Count the lines in the items below that contain the string "outlet", and give only the number.

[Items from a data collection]
-- START --

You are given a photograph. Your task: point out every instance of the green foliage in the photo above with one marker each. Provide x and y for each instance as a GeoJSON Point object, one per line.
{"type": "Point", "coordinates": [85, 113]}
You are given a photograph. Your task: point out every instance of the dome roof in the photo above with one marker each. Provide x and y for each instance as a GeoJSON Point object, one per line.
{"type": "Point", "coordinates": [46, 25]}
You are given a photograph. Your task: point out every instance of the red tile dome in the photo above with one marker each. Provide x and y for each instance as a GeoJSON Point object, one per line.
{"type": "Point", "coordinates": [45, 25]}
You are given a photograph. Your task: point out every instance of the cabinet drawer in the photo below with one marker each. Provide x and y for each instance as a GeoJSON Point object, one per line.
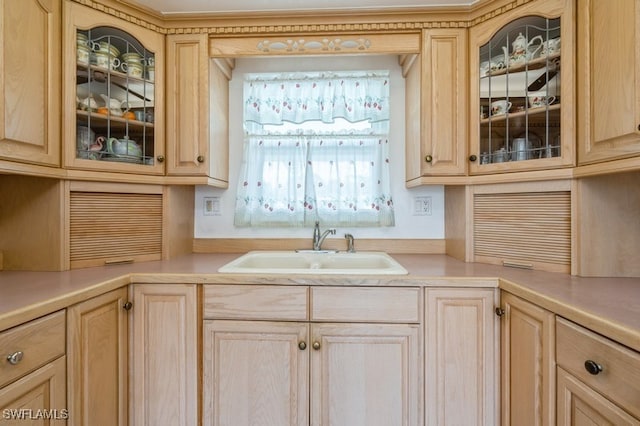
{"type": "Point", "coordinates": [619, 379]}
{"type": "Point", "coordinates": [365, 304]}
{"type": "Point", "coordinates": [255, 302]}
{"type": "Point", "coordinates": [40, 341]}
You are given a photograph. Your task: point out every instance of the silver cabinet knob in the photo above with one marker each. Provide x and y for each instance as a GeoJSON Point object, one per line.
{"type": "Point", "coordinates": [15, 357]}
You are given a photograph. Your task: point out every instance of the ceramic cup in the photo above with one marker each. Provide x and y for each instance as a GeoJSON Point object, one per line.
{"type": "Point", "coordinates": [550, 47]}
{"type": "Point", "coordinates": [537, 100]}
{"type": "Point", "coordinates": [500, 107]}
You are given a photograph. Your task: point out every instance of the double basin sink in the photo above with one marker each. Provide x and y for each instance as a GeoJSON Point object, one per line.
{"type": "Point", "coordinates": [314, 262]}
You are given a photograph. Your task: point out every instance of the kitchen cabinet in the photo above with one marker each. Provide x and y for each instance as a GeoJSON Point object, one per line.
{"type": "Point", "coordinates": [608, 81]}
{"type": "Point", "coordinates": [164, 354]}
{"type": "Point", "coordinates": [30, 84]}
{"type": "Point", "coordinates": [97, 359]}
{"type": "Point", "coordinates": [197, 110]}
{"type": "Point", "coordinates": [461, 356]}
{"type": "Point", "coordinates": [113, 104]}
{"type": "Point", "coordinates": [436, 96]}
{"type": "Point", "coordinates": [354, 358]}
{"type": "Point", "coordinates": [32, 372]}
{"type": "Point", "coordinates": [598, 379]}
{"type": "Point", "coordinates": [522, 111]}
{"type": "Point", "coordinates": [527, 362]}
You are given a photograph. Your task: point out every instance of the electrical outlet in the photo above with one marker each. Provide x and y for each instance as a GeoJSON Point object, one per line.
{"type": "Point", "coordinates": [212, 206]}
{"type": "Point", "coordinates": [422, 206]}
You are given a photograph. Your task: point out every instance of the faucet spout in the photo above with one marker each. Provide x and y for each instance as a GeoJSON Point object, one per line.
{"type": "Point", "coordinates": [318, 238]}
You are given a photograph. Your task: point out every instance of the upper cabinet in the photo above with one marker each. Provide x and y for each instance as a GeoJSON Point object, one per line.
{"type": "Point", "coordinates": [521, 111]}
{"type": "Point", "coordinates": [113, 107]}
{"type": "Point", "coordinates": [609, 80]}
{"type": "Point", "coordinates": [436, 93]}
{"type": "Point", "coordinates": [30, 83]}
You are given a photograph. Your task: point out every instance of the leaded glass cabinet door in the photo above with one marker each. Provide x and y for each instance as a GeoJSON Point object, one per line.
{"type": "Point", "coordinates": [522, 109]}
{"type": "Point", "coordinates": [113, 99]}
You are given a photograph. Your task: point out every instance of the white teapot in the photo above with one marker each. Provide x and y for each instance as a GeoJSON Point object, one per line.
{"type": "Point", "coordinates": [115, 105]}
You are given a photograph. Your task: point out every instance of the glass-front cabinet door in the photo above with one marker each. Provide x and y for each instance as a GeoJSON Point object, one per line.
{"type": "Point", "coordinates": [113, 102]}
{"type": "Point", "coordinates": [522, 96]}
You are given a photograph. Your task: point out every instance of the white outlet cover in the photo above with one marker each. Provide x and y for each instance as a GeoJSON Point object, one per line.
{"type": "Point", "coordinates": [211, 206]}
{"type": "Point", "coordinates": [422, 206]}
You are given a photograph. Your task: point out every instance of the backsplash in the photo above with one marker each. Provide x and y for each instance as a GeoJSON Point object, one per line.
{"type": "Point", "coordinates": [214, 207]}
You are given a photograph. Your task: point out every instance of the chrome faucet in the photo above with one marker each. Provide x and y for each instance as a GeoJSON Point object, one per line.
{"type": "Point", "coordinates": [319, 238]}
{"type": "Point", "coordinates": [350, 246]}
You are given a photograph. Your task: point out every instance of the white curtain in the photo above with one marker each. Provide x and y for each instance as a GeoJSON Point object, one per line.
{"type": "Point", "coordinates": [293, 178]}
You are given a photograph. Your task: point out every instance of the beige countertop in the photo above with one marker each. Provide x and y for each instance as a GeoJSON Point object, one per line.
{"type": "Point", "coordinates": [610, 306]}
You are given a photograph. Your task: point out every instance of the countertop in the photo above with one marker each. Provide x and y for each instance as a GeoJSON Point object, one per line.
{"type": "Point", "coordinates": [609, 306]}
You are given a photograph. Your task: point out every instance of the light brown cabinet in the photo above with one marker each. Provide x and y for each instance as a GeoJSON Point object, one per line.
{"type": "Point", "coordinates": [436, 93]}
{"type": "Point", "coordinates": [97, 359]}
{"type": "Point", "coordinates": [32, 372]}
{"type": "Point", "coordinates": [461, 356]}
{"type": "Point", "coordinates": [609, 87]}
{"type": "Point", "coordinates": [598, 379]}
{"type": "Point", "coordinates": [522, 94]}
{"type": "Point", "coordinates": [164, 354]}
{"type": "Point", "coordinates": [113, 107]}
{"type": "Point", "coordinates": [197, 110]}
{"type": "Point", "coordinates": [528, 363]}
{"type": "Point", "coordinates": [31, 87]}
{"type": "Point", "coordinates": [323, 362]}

-- END --
-- START --

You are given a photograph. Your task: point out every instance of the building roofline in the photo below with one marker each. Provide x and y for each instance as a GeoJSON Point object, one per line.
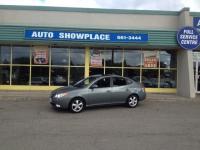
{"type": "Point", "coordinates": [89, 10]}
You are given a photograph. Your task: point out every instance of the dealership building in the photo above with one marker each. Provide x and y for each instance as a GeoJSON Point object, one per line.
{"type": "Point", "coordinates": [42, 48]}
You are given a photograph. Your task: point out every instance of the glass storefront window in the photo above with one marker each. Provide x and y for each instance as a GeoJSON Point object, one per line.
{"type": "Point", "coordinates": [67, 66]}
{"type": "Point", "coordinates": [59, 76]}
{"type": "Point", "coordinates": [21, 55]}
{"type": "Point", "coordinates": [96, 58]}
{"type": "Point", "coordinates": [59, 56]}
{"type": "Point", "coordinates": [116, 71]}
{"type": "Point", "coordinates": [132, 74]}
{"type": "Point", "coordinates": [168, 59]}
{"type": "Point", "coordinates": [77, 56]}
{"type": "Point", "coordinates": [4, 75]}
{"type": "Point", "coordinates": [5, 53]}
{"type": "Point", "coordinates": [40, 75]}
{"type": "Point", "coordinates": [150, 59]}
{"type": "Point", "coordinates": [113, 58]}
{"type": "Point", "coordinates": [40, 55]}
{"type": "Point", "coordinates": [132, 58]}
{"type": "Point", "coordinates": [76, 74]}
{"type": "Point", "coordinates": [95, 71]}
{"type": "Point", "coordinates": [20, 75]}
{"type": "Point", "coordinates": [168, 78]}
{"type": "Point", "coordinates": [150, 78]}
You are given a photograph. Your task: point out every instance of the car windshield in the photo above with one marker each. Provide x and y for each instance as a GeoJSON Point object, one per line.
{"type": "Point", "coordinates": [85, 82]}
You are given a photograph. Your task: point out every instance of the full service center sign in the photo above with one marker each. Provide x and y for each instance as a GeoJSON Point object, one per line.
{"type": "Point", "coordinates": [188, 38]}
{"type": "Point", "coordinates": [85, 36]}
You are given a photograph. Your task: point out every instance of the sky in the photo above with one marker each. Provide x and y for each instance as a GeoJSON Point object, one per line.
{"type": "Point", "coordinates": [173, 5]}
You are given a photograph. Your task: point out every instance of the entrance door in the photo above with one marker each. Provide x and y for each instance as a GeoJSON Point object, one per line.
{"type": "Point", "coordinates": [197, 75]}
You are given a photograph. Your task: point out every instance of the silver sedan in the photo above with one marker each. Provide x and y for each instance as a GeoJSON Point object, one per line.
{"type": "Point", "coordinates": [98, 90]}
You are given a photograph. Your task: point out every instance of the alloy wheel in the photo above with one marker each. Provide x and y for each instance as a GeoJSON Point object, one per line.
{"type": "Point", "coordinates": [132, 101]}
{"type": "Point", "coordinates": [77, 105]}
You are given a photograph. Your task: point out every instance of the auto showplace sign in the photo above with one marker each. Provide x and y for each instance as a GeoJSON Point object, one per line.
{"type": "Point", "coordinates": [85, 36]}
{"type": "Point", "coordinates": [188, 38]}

-- END --

[THE COMPLETED TASK] 2